• [Exercise goal]:
Extract every line from the items below that contains the string "pony". Case counts.

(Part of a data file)
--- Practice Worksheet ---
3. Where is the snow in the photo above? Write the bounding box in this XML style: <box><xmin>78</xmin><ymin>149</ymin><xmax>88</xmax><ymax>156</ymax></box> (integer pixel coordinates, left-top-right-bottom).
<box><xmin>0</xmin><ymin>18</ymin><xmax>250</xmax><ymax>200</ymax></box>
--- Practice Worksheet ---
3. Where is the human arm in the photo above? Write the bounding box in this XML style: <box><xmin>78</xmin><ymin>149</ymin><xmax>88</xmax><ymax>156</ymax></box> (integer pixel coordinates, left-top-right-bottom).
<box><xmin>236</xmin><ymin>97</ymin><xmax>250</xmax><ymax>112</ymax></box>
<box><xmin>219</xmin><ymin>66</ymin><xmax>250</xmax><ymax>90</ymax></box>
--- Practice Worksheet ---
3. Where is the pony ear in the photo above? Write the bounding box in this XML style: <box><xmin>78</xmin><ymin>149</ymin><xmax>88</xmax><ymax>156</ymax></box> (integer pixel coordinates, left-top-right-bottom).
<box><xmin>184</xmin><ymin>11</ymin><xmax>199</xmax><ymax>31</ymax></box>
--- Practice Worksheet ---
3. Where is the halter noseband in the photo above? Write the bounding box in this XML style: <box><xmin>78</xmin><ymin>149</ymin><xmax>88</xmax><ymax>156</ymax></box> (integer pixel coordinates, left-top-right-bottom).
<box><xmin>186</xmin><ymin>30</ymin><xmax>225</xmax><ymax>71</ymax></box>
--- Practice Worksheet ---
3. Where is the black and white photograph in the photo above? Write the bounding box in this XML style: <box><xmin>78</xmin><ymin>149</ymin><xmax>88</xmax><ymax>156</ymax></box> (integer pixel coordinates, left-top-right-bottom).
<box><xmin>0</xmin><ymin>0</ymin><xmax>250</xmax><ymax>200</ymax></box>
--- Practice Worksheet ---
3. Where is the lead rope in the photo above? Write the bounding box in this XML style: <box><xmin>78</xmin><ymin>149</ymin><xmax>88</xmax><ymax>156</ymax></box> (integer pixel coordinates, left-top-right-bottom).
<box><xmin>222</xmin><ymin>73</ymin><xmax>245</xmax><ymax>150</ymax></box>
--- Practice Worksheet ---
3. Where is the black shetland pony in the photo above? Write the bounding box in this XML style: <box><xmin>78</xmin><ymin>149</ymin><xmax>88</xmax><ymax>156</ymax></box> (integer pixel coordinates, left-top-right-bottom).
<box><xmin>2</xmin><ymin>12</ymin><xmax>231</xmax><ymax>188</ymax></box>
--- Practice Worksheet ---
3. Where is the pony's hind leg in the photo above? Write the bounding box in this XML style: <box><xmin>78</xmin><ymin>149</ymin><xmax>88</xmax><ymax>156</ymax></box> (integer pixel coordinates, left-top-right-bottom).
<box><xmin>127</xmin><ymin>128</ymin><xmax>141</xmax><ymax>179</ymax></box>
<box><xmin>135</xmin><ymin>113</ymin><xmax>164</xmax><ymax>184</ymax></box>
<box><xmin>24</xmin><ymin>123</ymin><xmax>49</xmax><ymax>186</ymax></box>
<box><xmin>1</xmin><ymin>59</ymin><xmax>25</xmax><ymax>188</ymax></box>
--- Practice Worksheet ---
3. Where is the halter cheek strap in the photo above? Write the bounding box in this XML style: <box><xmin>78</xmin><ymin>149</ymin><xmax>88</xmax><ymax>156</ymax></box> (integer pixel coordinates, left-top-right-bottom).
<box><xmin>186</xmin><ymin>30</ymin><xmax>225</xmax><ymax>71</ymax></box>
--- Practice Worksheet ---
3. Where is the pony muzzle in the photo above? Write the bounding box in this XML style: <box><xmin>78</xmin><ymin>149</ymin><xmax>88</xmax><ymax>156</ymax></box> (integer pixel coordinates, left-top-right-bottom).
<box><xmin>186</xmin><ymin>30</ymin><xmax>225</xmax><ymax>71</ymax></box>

• [Result]:
3. Where is the pony ear in the photo above? Write the bounding box in this XML style: <box><xmin>78</xmin><ymin>149</ymin><xmax>88</xmax><ymax>156</ymax></box> (integer pixel coordinates, left-top-right-bottom).
3. Where is the black shetland pony in the photo above? Write the bounding box in this XML style: <box><xmin>78</xmin><ymin>149</ymin><xmax>88</xmax><ymax>156</ymax></box> (integer pixel coordinates, left-top-right-bottom).
3. Where is the pony's hind leg in the photo above? Write the bounding box in this XML style: <box><xmin>78</xmin><ymin>149</ymin><xmax>88</xmax><ymax>156</ymax></box> (integer pixel coordinates, left-top-right-bottom).
3. Where is the pony muzzle in the photo above? Write the bounding box in this XML style: <box><xmin>78</xmin><ymin>149</ymin><xmax>88</xmax><ymax>156</ymax></box> (integer pixel coordinates, left-top-right-bottom).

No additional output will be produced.